Kutipan Teks »
+---+
BAB I
PENDAHULUAN
Sholat merupakan tiang agama sebagai
media komunikasi terbaik antara hamba
dengan penciptanya dan pembeda hakiki antara mukmin dan kafir. Sholat merupakan
rukun islam yang dimintai pertanggungjawaban pertama kali ketika seorang hamba
menghadap tuhannya.
Perlu diketahui bahwa hukum shalat
adalah fardhu’ain bagi setiap muslim, agar seorang muslim dapat melaksanakan
shalat dengan sempurna dan benar. Adapun jika berkurang atau hilang salah satu
syarat sah dan rukunnya, maka shalatnya di anggap tidak mengikuti syariat yang
berlaku, sama saja “engkau menyia-yiakan Allah seperti engkau menyia-nyiakan ku
(Sholat)”.
Demikianlah, betapa penting makna Sholat
dalam kehidupan seorang muslim. Seharusnya setiap dari kita bersungguh- sungguh
belajar dan mendalami ilmunya. Maka saya membuat makalah ini untuk membahas syarat
shalat dilengkapi pendapat para ulama serta dalil yang menjadi dasar
pendapatnya.
1. Apa syarat shalat menurut para ulama dan
dasar hukum ?
2. Bagaimana syarat sah menutup aurat menurut
para ulama dan dasar hukum?
3. Bagaimana syarat sah menghadap kiblat
menurut para ulama dan dasar hukum?
1. Dapat memahami dengan baik syarat shalat.
2. Dapat melaksanakan syarat shalat dengan
sempurna dan benar.
3. Memjadikan pedoman untuk beribadah .
+---+
Data Tersimpan »
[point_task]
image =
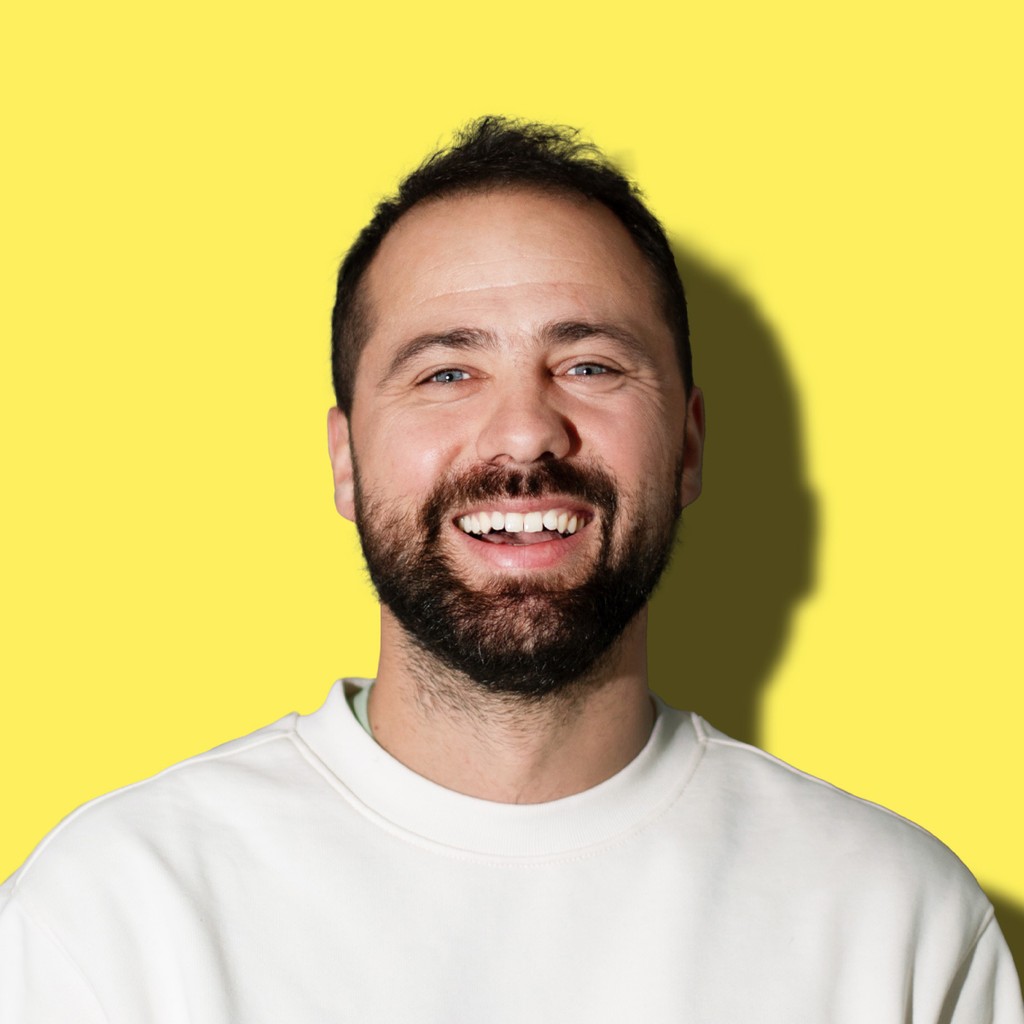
+---+
Tugas Diberikan » Menurut kutipan teks tentang shalat, apa hukum shalat bagi setiap muslim? Materi yang menyertai kutipan teks ini merupakan bahan tersendiri.

Jawaban Tugas » Hukum shalat bagi setiap muslim adalah fardhu’ain.